## Short exercise
Find every line in the records below that contains the word "green", and copy each of those lines in full. Matches are case-sensitive.

## Task data
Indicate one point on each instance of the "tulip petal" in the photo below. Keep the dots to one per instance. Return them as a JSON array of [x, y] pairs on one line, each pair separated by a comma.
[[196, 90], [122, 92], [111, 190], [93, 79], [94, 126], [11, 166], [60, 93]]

--

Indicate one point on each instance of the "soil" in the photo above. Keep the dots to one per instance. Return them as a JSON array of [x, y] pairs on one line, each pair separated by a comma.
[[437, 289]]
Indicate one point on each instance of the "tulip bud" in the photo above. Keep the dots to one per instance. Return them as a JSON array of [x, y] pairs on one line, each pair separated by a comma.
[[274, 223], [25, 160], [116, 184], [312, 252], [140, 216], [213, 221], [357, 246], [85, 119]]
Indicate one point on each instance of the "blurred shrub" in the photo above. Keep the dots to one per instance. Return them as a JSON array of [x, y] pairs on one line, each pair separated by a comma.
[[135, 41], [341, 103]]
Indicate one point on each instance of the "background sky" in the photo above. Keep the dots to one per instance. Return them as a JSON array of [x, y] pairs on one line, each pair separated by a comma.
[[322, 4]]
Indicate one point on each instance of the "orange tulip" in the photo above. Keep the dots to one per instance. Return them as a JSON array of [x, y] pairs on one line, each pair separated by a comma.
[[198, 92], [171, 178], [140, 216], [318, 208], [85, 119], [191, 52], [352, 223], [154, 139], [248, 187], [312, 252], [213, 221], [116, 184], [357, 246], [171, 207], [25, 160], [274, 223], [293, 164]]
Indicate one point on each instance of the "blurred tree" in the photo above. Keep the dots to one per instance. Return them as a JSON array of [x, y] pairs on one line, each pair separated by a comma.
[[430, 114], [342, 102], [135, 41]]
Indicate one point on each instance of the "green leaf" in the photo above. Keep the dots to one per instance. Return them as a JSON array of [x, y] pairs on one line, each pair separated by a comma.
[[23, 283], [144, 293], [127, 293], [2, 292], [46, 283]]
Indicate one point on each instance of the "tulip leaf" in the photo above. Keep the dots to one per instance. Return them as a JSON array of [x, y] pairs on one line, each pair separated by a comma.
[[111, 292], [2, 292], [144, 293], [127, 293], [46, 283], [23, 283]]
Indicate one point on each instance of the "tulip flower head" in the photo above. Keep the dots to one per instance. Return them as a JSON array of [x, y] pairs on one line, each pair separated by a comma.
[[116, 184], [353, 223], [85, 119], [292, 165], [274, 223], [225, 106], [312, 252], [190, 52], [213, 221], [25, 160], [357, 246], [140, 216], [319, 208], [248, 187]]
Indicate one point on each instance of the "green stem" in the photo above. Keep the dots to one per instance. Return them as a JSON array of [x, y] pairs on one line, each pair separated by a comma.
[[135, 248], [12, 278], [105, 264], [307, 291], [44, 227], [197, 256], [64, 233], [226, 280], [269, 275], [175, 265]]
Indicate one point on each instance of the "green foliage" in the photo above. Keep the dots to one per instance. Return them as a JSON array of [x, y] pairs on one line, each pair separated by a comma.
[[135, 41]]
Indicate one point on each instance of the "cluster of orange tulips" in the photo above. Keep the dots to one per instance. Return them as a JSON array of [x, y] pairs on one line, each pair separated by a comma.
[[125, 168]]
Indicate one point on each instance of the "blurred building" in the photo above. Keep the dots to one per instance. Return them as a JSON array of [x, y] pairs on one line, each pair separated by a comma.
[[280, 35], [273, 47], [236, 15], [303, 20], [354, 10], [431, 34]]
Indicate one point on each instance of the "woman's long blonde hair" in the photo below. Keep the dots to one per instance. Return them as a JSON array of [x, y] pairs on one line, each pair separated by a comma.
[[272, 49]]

## Finished exercise
Indicate one point on each instance of the "green leaf" in the photo above. Keep the dots to one per instance. Return them as a JSON array of [x, y] pairs on one line, each pair separated by a comma.
Indicate one point on each instance of the "green stem" in the photo above. Keep the dots to one per instance. Return them as a JSON array of [x, y] pairs on one line, each pair separated by a comma.
Indicate one point on each instance of the "green foliage" in the photo above. Keep the dots to one per instance. Return them as a JSON array of [x, y] pairs on one line, each pair separated by a comma.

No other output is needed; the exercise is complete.